TO BE DONE >>
1) In the insider threat excerpt, what three actions do digital forensics tools perform on digital artifacts?
2) Transcribe word for word the passage of the insider threat excerpt that opens with the words containing "How to Manage" and closes with "system you’re using.".

EXCERPT >>

=======

Insider threats are difficult to find, but there are ways to manage your employees to reduce these problems from happening. Insider threat detection should not be limited to just company software. Everyone in your team needs to know what problems could arise and stop them from happening.

These are the five categories of tools that need to create an insider threat security program:

  • Activity Monitoring: Basically, User Activity Monitoring is the ability to record and observe the activities of actions of an individual on any device. This helps you protect your employees from causing issues within your company.
  • Data Loss Prevention: This is when your users interact with their data and how they can utilize it. For instance, DLP can be used to protect your data from getting copied or printed to removable media. This saves your company from losing their data and keeping their projects organized in one location.
  • (SIEM) Security Information & Event Management: SIEM is where you leverage configurable and baselining rules to keeps your information managed and protecting your data.
  • Analytical Tools: These tools extend the alerting functionality and query of your company’s SIEM. This might use advanced statistical capabilities and advanced machine-learning to alert when issues arrive.
  • Forensics tools: Digital forensics tools help your organization create an investigation by collecting, analyzing, and preserving digital artifacts on a device or system.

How to Manage Your Insider Threat Detection Tools

Getting a tool that helps you get through this issue might seem difficult at first, but you can help manage it by taking the following steps:

  • Your company should test the tools before placing them in a production environment. You need to know how products function and find out if they detect risks within the availability, integrity, and confidentiality of the data and system you’re using.
  • Most cheaper tools have additional costs that are easy to overlook. Your tool might need additional software, hardware, and other resources before you can implement it and have it functioned as expected. Also, you’ll need to train your personnel to help maintain the tool.

=======

RECORD SET >>
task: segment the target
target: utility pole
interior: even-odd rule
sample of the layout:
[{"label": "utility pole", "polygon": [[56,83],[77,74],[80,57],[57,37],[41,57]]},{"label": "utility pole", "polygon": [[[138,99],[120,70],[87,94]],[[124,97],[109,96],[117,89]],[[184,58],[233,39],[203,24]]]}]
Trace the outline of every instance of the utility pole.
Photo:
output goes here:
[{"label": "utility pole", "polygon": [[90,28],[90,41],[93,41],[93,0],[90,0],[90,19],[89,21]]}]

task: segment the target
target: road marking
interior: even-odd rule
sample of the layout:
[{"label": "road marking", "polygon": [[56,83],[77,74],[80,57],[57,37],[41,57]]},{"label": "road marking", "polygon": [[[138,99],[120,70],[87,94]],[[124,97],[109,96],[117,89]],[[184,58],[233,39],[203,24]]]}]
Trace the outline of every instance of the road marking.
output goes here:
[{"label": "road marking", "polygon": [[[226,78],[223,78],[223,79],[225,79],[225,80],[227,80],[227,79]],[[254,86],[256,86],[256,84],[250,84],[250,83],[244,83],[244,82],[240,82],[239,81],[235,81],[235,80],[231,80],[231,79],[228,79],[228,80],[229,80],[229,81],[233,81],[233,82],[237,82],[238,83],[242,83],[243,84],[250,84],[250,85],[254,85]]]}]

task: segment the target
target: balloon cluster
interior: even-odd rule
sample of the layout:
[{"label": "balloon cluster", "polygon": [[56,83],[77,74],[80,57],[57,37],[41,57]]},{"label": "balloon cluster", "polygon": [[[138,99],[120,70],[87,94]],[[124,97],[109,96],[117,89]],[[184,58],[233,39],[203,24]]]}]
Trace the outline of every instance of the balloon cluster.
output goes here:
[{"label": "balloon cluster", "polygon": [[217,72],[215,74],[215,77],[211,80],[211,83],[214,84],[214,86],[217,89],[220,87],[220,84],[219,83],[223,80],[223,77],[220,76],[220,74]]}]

=======

CORRECT ANSWERS >>
1) Collecting, analyzing, and preserving them.

2)
How to Manage Your Insider Threat Detection Tools

Getting a tool that helps you get through this issue might seem difficult at first, but you can help manage it by taking the following steps:

  • Your company should test the tools before placing them in a production environment. You need to know how products function and find out if they detect risks within the availability, integrity, and confidentiality of the data and system you’re using.